= PASSAGE =

--------

The signing of the home rule bill into law by the king on 18 September, with the provision that implementation be suspended until the end of the war, met with a mixed response in the United States. Many now accepted home rule as an accomplished fact, but not all. Redmond’s public statement just two days later, at Woodenbridge, Co. Wicklow, urging the Volunteers to join the British army, together with his speech in support of Britain in the war on 3 August, had the powerful effect of alienating large numbers of the Irish in America who had not aligned themselves with the Clan. In Ireland his appeal led to the separation of the original Irish Volunteers from Redmond’s National Volunteers. In the United States, the leading home rule newspaper, the
Irish World
, came out in opposition to him, and Michael J. Ryan, president of the United Irish League of America (who had a German-American wife) was also opposed.
29
With
the national leadership divided, the activities of the UIL were virtually suspended, and even the maintenance of a national office was in doubt. Redmond sent Alderman Daniel Boyle MP on a tour of the United States in 1915, but without much success. Early in the following year Boyle made another trip to raise money for a new publication, a monthly called
Ireland
, to be edited by J.C. Walsh and Shane Leslie. But even with lead articles by distinguished figures such as Cardinal Gibbons of Baltimore, the publication failed to find a readership or rally much support.
30
The passage and suspension of home rule for a divided Ireland, the urging of enlistment in British forces, the split in the Volunteer movement, and the reality of a major war between Britain and Germany placed in doubt the continued loyalty of many Irish-Americans to Redmond.

--------

= DATA LINES =

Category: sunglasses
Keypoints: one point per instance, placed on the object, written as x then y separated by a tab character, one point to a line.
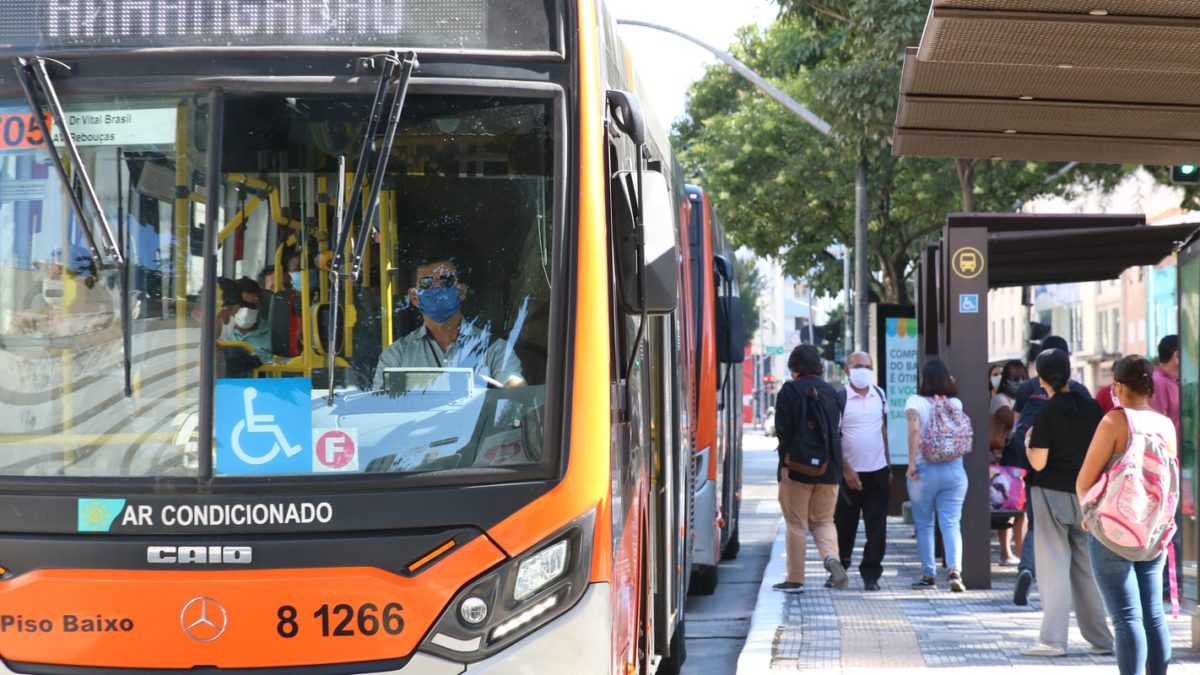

--------

= JOB =
Return the full passage above on Irish-American responses to home rule and Redmond, reproducing every word and line unchanged.

= EXERCISE RESPONSE =
The signing of the home rule bill into law by the king on 18 September, with the provision that implementation be suspended until the end of the war, met with a mixed response in the United States. Many now accepted home rule as an accomplished fact, but not all. Redmond’s public statement just two days later, at Woodenbridge, Co. Wicklow, urging the Volunteers to join the British army, together with his speech in support of Britain in the war on 3 August, had the powerful effect of alienating large numbers of the Irish in America who had not aligned themselves with the Clan. In Ireland his appeal led to the separation of the original Irish Volunteers from Redmond’s National Volunteers. In the United States, the leading home rule newspaper, the
Irish World
, came out in opposition to him, and Michael J. Ryan, president of the United Irish League of America (who had a German-American wife) was also opposed.
29
With
the national leadership divided, the activities of the UIL were virtually suspended, and even the maintenance of a national office was in doubt. Redmond sent Alderman Daniel Boyle MP on a tour of the United States in 1915, but without much success. Early in the following year Boyle made another trip to raise money for a new publication, a monthly called
Ireland
, to be edited by J.C. Walsh and Shane Leslie. But even with lead articles by distinguished figures such as Cardinal Gibbons of Baltimore, the publication failed to find a readership or rally much support.
30
The passage and suspension of home rule for a divided Ireland, the urging of enlistment in British forces, the split in the Volunteer movement, and the reality of a major war between Britain and Germany placed in doubt the continued loyalty of many Irish-Americans to Redmond.